**Directives:**
(a) Answer these questions about the forum thread on identifying a camera, one answer per line and marked the same way:
(i) What brand did the first poster think the camera was?
(ii) What make and model did the second reply say Google turned up?
(iii) According to the longest post, during which years was this model the best-selling 35mm camera in the world?
(b) Write the next part of the forum thread on identifying a camera, picking up right after its last sentence.

**Source text:**
::::

# Can anyone ID this camera?



## HippieWitch (May 22, 2013)

All I know is its a Targus. 

Sent from my Lenovo IdeaTab A2107A-F running BareBones V7 rom using Tapatalk HD


----------



## o hey tyler (May 22, 2013)

Google revealed it's an Argus C3.

Amazon.com: Vintage Argus C3 The Brick 35mm Film Camera +Case + Flash All Works: Everything Else


----------



## otherprof (May 22, 2013)

Tyler got it. And it is easy to do double exposures with that camera. Glad you posted it. "She reminds me of the one I loved back then," as George Jones sang.


----------



## Derrel (May 22, 2013)

The Argus C3 was the best-selling 35mm camera in the world for almost three decades, from 1939 to 1966. I had one when I was a kid, back in the mid-1970's. It was not in very good shape. I bought a truly mint 1957 or '58 model last year at Goodwill...it was the nicest C-3 I've ever seen,along with the almost immaculate "everready" case. This camera was often known as "The Brick", for obvious reasons. It's a good example of rather primitive technology, just barely refined into a workable product. Compared to Contax, Leica, or even Kodak cameras of similar design, it's a very crude instrument. But...they sold like crazy. These were pretty affordable cameras.

::::

**Record set:**
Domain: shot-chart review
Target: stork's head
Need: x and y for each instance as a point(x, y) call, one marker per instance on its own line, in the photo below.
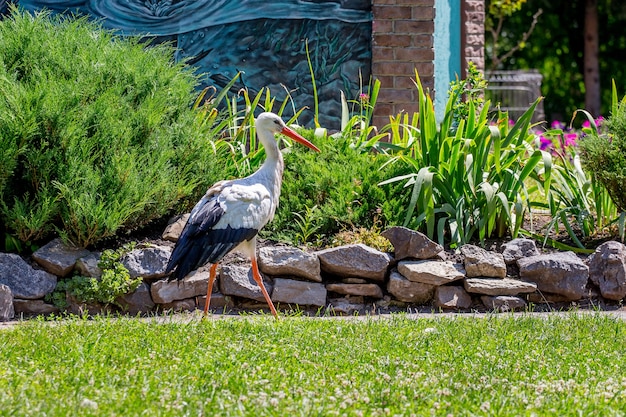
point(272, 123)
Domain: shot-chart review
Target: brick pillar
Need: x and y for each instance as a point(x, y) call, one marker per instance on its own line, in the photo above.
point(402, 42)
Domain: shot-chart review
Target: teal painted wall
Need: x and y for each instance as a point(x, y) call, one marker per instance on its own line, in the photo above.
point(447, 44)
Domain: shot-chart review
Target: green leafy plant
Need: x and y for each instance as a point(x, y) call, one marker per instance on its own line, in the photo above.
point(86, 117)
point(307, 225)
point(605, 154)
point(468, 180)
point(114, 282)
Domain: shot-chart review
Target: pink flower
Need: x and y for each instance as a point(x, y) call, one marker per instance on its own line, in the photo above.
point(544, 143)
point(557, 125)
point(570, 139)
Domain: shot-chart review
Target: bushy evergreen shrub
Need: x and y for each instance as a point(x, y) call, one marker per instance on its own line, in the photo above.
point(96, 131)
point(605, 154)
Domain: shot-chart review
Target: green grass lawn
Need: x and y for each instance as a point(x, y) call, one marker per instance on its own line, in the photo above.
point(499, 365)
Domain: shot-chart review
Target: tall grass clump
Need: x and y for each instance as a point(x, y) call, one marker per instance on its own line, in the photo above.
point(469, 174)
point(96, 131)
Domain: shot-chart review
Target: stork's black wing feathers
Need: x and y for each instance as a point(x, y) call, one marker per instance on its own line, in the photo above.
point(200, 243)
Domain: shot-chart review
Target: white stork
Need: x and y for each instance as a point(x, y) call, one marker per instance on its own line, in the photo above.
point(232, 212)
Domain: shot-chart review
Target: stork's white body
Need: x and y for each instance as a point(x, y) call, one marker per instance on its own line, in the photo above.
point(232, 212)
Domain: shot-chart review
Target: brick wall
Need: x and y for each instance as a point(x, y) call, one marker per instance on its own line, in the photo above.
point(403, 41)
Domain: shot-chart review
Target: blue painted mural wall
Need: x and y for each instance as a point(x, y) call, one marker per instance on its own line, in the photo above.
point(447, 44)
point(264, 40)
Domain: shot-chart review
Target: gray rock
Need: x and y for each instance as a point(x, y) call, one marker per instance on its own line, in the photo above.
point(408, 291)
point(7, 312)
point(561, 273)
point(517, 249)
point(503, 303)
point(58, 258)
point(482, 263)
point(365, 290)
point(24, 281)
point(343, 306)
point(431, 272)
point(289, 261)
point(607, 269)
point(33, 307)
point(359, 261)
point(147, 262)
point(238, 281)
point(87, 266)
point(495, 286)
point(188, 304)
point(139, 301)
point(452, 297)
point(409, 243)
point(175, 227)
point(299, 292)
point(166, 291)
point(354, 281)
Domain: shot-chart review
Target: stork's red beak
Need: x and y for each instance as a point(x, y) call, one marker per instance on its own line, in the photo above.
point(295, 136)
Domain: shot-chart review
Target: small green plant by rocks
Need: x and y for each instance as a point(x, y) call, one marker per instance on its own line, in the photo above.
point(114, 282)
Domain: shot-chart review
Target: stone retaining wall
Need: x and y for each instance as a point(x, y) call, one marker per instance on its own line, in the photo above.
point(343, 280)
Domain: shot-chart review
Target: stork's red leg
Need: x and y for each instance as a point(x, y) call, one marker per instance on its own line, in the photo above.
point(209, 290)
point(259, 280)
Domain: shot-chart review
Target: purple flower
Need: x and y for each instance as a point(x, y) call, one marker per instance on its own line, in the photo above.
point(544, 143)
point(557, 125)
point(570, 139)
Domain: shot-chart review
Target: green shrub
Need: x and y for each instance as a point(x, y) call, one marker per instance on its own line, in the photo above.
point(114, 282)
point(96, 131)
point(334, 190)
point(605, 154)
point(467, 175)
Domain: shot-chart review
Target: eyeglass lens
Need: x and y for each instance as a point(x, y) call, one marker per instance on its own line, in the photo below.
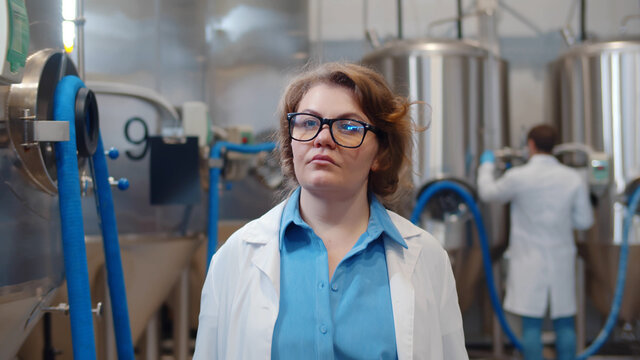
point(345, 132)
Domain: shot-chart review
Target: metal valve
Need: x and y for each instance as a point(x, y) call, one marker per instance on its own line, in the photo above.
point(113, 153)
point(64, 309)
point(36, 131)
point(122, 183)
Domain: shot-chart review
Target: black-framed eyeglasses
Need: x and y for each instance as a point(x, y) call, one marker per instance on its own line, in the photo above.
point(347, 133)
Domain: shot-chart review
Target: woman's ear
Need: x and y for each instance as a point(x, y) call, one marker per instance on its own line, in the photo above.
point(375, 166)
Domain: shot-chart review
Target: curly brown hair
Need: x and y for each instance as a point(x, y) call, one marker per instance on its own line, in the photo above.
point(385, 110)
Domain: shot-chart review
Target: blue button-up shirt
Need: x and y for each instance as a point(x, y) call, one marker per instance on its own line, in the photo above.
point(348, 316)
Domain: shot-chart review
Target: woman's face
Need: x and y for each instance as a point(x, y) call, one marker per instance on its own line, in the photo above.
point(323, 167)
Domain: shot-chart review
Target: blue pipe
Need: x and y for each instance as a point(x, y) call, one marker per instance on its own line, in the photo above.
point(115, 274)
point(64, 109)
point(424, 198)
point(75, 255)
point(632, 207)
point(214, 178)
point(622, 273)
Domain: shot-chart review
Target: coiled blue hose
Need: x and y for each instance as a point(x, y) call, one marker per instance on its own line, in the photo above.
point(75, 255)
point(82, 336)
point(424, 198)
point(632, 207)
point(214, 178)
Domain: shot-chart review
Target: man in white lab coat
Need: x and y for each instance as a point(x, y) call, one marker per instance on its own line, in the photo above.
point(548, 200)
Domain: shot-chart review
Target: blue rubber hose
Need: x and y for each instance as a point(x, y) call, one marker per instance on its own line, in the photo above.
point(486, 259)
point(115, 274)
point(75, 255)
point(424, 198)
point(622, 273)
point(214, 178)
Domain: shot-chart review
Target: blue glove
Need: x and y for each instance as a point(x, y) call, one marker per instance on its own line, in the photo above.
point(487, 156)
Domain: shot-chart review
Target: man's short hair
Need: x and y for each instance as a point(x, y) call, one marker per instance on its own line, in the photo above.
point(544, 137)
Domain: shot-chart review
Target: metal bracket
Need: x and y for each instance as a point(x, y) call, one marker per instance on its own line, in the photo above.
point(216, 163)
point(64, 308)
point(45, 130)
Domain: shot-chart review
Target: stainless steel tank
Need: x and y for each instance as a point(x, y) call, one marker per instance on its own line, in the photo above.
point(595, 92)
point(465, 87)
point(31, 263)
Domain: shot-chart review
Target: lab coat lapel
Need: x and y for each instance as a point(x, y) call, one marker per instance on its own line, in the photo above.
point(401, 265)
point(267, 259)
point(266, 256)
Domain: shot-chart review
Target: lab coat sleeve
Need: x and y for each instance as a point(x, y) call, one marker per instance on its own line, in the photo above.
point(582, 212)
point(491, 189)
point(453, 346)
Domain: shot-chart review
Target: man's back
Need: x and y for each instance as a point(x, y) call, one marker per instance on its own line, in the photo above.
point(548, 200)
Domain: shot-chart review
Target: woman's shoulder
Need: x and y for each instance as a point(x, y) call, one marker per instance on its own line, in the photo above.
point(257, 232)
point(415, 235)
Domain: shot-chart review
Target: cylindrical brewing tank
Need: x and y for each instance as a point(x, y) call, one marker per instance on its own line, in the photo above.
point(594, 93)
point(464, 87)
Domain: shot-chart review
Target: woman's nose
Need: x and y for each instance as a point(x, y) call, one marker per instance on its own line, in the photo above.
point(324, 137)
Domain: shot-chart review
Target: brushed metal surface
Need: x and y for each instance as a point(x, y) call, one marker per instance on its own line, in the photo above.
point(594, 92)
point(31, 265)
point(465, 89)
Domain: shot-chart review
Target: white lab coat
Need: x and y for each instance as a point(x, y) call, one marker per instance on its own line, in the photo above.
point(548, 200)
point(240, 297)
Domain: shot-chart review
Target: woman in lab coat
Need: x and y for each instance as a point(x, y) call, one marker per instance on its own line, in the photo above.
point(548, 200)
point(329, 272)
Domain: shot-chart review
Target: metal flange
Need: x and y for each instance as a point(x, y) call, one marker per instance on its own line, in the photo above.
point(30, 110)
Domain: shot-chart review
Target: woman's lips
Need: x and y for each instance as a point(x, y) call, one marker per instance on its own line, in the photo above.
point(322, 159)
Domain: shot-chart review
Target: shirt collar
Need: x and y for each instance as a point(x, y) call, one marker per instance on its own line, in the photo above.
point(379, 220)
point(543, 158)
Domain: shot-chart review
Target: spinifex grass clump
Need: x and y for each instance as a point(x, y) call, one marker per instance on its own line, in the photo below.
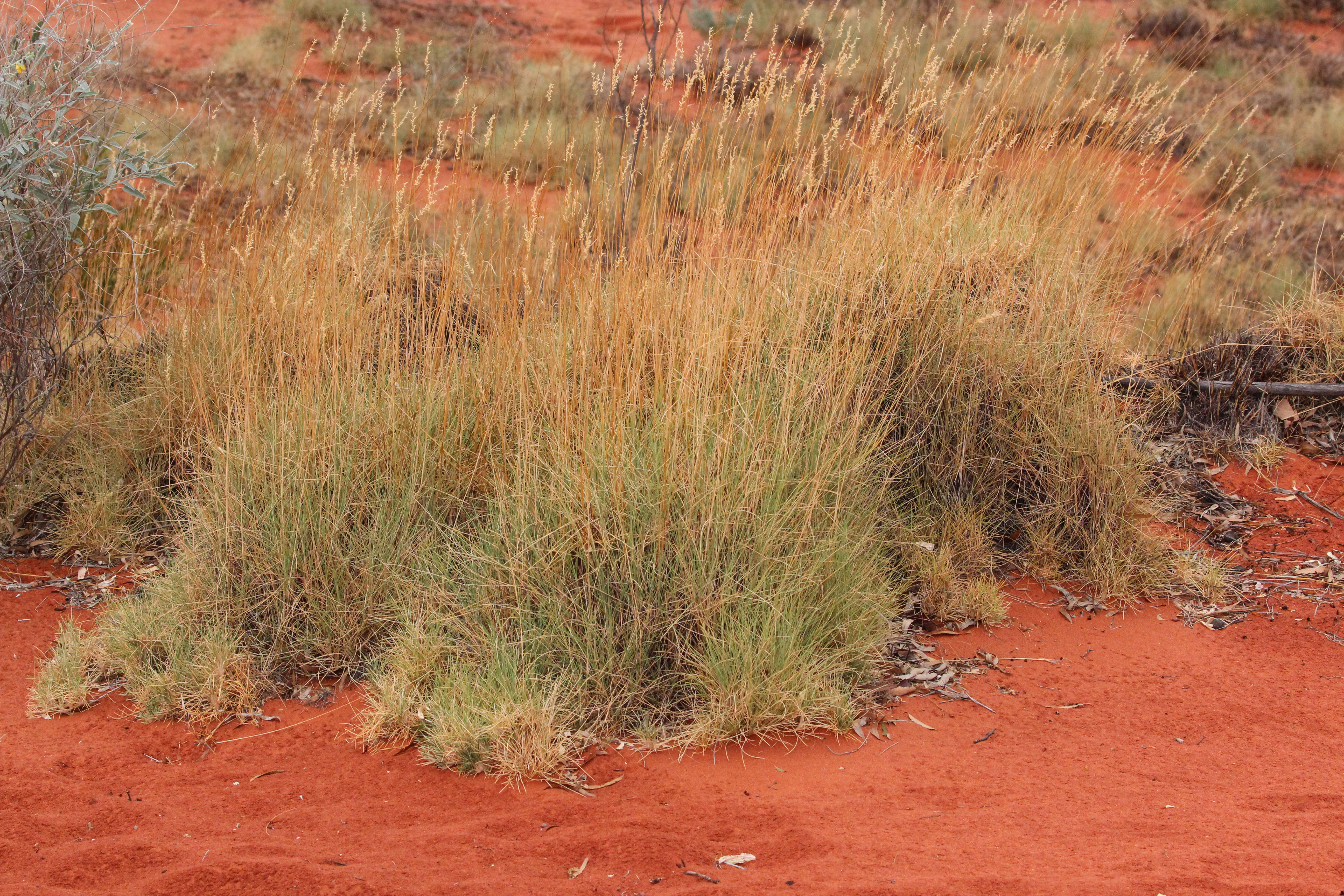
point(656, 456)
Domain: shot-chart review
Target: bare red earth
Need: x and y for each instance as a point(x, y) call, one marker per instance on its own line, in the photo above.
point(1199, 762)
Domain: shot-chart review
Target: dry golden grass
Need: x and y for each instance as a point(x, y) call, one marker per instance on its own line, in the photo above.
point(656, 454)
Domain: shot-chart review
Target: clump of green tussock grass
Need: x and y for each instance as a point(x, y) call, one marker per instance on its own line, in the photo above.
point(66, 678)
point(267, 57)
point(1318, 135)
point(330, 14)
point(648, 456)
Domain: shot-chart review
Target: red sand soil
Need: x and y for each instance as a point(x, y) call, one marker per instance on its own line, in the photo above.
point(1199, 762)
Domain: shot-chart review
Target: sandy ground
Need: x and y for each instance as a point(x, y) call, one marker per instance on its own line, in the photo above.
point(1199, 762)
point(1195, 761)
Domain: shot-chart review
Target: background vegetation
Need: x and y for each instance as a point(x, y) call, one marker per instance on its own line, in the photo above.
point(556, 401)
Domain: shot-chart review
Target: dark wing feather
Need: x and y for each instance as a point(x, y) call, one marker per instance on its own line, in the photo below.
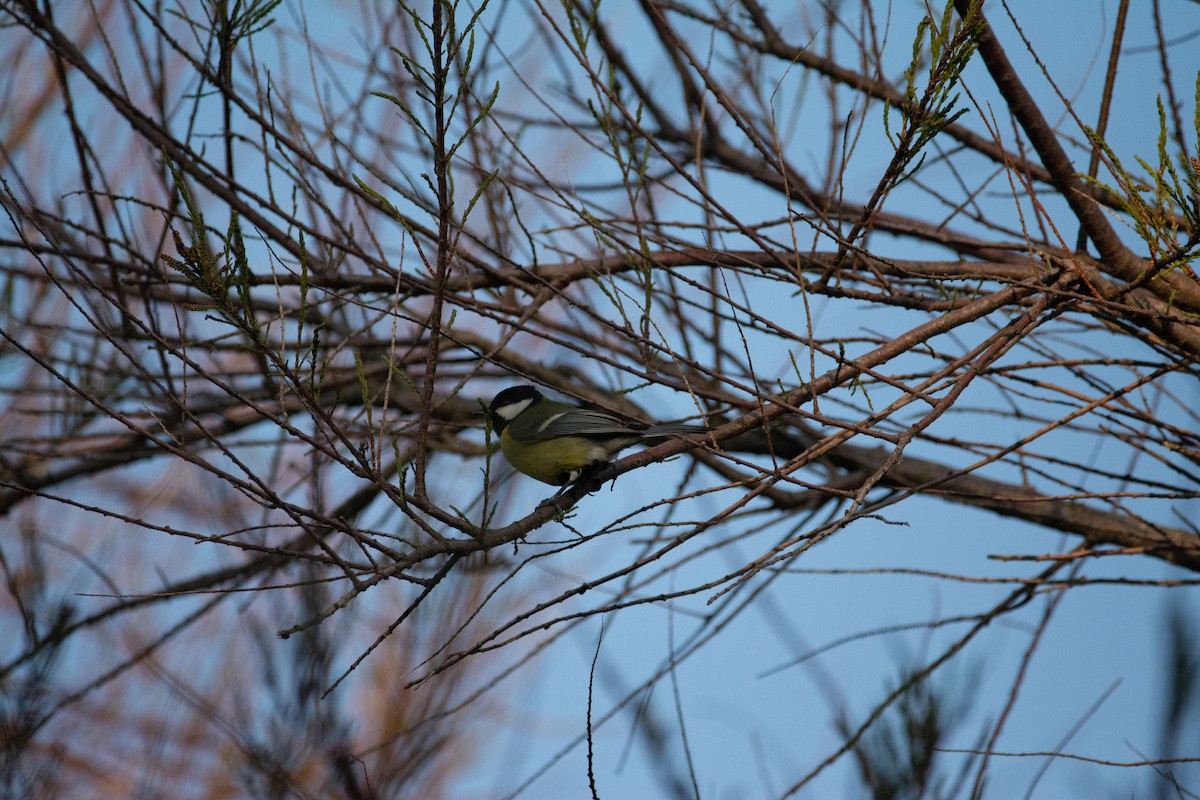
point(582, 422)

::::

**Expected responses:**
(a)
(i) Targus
(ii) An Argus C3
(iii) From 1939 to 1966

(b)
----------



## timor (May 22, 2013)

Derrel said:


> it's a very crude instrument. But...they sold like crazy. These were pretty affordable cameras.


Thanks to C3 35 mm film became a standard as a still photography medium.


----------



## usayit (May 22, 2013)

cheap and crude... I have a couple just for display.   Rangefinder type.  Open them up and you'll really get to see how crude they were... but it did open up photography to the masses.  Kinda built like the toys of the same era.


----------



## timor (May 22, 2013)

usayit said:


> cheap and crude... I have a couple just for display.   Rangefinder type.  Open them up and you'll really get to see how crude they were... but it did open up photography to the masses.  Kinda built like the toys of the same era.


Common, it was a proper tool for proper times. Name any other American made camera of that time, which was not crude comparing to Japan and Europe designs and in mass production .


----------



## HippieWitch (May 22, 2013)

o hey tyler said:


> Google revealed it's an Argus C3.
> 
> Amazon.com: Vintage Argus C3 The Brick 35mm Film Camera +Case + Flash All Works: Everything Else



Thank you for identifying it for me.  

Sent from my Lenovo IdeaTab A2107A-F running BareBones V7 rom using Tapatalk HD


----------



## usayit (May 22, 2013)

timor said:


> Common, it was a proper tool for proper times. Name any other American made camera of that time, which was not crude comparing to Japan and Europe designs and in mass production .



sure.... did I say it wasn't a proper tool?  Is "crude and cheap" not an appropriate description?    sheesh...

Need I remind you that Japanese products were also often crude and cheap after the war....  The C series argus also predates the first 35mm film camera out of Japan.

Eastman Kodak was producing some nice quality back then...  maybe not in 135 format but still nice never-the-less.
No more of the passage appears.